-- begin Data provided --

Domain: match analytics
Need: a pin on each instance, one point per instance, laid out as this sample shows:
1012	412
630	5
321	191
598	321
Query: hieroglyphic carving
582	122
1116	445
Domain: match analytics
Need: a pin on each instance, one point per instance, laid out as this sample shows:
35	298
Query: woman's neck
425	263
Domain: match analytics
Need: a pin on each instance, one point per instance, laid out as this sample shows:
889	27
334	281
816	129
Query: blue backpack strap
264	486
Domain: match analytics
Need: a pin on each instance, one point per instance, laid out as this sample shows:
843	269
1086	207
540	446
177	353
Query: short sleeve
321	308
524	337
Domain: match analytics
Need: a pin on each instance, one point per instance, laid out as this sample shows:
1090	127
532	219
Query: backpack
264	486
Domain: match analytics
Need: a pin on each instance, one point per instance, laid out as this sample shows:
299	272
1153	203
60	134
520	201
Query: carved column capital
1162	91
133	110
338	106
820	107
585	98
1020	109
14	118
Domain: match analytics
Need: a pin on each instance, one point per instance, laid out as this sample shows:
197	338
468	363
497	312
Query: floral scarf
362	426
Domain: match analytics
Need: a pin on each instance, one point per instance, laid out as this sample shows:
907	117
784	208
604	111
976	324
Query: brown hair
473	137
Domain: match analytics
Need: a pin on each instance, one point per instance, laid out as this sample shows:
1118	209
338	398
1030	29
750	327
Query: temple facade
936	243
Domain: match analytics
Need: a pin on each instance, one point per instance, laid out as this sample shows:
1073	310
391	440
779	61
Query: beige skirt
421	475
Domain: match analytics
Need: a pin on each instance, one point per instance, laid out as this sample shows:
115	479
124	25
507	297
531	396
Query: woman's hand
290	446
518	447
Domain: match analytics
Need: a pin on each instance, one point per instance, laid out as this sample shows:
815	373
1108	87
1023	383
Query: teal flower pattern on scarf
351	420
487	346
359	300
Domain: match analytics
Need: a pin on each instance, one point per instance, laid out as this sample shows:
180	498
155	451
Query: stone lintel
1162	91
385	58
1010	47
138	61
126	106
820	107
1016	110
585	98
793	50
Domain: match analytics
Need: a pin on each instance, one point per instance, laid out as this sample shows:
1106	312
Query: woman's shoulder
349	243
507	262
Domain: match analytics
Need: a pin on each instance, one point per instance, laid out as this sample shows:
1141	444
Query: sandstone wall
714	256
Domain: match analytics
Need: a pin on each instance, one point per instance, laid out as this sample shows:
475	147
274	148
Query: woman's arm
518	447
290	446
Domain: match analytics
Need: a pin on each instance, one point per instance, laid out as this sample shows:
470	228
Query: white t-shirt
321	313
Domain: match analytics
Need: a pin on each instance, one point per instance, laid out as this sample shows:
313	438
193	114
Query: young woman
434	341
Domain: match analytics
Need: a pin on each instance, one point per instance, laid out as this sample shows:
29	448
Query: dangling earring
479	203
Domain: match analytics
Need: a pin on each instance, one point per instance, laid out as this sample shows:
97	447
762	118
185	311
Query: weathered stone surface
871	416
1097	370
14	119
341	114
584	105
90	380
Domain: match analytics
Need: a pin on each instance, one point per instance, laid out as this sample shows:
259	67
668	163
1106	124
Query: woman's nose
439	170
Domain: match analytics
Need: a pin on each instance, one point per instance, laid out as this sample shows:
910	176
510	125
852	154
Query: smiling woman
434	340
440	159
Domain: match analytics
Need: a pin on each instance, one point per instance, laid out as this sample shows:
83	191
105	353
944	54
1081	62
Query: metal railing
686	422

-- end Data provided --

**Problem to work on**
Write out each line of the data above again, exactly as given.

**Written reply**
Domain: match analytics
Need: a pin on each instance, one point per instance, laid out as this sample shows:
1012	412
630	5
321	191
598	321
Query: hieroglyphic carving
582	122
1116	445
Domain: match analytics
Need: a pin on each instance, one point per instance, laid out as this sample shows:
35	298
Query: woman's neck
425	263
Domain: match analytics
Need: a pin on each instance, one point per instance, laid out as this sample shows:
889	27
334	281
816	129
Query: blue backpack strap
264	486
Domain: match analytics
Need: a pin on each instance, one point per instance, laid out as this sample shows:
843	269
1086	207
540	446
177	353
Query: short sleeve
321	308
524	337
Domain: match analytics
Need: a pin on each instance, one point per instance, laid out as this sample shows:
1090	127
532	219
Query: backpack
264	486
Domain: match analytics
Need: a pin on each instance, one point per instance, laid out as this sample shows:
299	272
1153	203
60	134
520	201
Query: carved column capital
1162	91
133	110
338	106
820	107
585	98
1020	109
14	118
Domain: match analytics
Need: a pin on each instance, one point per instance, laid out as this sample shows:
197	338
468	363
497	312
Query: floral scarf
362	426
Domain: match analytics
Need: a pin on each instance, one point per instance, laid out as this sample shows:
907	117
784	208
604	111
976	324
Query: brown hair
473	137
Domain: match analytics
Need: a pin on each instance, one point per instance, laid out as this sample shows:
1118	209
338	398
1030	29
750	327
Query: temple facade
936	243
Domain: match analytics
Need: a pin on each instance, one point per instance, laid out as this sample shows:
1073	310
391	440
779	61
Query: beige skirt
421	475
Domain: match analytics
Need: a pin on each instance, one point per instance, laid out as this sample shows:
115	479
124	25
507	297
531	396
Query: woman's hand
290	446
518	447
Domain: match analytics
Need: a pin on each instance, one point per instance, laid out as this sample shows:
815	373
1108	87
1023	383
Query: teal flower pattern on scarf
351	420
487	346
359	300
Domain: match analytics
Need: a pin on each instance, one point per instance, laid out as this sample shows:
180	498
155	451
Query: stone lintel
1162	91
385	58
1010	47
138	61
126	106
820	107
1016	110
585	98
793	50
Domain: match analytics
Need: a pin on each instance, one point per instance, laid out as this sample shows:
1106	312
Query: woman's shoulder
349	243
507	262
Domain: match analytics
Need: a pin on each instance, one point per instance, laid out as this sample shows:
1141	444
Query: sandstone wall
714	256
Domain: match analytics
Need: a pin on each instance, one point per instance, laid out as this sample shows:
475	147
274	148
Query: woman's arm
518	447
290	446
Domain: match analytics
Need: a pin on each instance, one point per instance, laid out as this sample shows:
470	228
Query: white t-shirt
321	313
Domain: match analytics
Need: a pin on each instance, one point per instance, laid out as this sample shows:
313	438
193	114
Query: young woman
434	341
Domain: match analytics
Need: a pin on each instance, one point per instance, laid out as this sample shows:
29	448
Query: dangling earring
479	203
Domain: match analytics
Need: a pin on each instance, one point per instance, laid out as this sample shows:
97	447
762	118
185	311
Query: weathered stone surface
871	416
1097	370
14	119
341	114
584	105
90	380
Domain: match analytics
Need: a pin on each instance, one point per instance, laid out as this sample shows:
259	67
668	163
1106	124
Query: woman's nose
439	170
Domain: match analytics
Need: a pin on each instance, one point per instance, laid out as this sample shows:
910	176
510	125
852	154
Query: smiling woman
434	340
440	159
Domain: match analytics
Need: a pin on each instance, one point per instance, laid out as this sample shows:
83	191
105	353
944	54
1081	62
Query: metal railing
686	422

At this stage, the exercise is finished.